Linux kernel mirror (for testing) git.kernel.org/pub/scm/linux/kernel/git/torvalds/linux.git
kernel os linux

Merge branch 'af_xdp-smp_mb-fixes'

Magnus Karlsson says:

====================
This patch set fixes one bug and removes two dependencies on Linux
kernel headers from the XDP socket code in libbpf. A number of people
have pointed out that these two dependencies make it hard to build the
XDP socket part of libbpf without any kernel header dependencies. The
two removed dependecies are:

* Remove the usage of likely and unlikely (compiler.h) in xsk.h. It
has been reported that the use of these actually decreases the
performance of the ring access code due to an increase in
instruction cache misses, so let us just remove these.

* Remove the dependency on barrier.h as it brings in a lot of kernel
headers. As the XDP socket code only uses two simple functions from
it, we can reimplement these. As a bonus, the new implementation is
faster as it uses the same barrier primitives as the kernel does
when the same code is compiled there. Without this patch, the user
land code uses lfence and sfence on x86, which are unnecessarily
harsh/thorough.

- [PROBLEM DETAILS] According to the merge message above on the XDP socket code in libbpf, why were likely and unlikely removed from xsk.h? Answer in one to three sentences.

- [INFORMATION GIVEN]
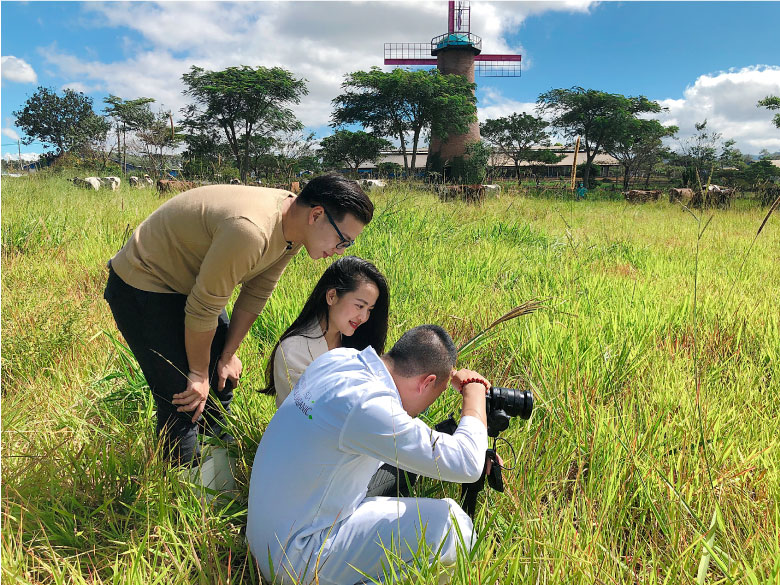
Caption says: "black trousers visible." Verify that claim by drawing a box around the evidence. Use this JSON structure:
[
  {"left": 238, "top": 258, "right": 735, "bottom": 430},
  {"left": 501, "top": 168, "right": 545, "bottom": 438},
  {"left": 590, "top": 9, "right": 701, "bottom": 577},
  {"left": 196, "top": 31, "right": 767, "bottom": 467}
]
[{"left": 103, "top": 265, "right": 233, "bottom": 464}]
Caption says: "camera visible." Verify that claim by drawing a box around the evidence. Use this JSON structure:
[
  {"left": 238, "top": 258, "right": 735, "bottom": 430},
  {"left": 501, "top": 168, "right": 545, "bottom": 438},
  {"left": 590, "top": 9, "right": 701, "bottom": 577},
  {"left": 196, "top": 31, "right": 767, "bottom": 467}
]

---

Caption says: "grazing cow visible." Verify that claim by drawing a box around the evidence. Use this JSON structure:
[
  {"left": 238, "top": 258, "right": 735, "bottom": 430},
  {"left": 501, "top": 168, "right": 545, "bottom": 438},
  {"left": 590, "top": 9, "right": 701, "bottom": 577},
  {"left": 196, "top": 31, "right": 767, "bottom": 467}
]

- [FINISHED EXERCISE] They were removed because their use has been reported to decrease the performance of the ring access code. It causes an increase in instruction cache misses. Removing them also drops a dependency on the kernel header compiler.h.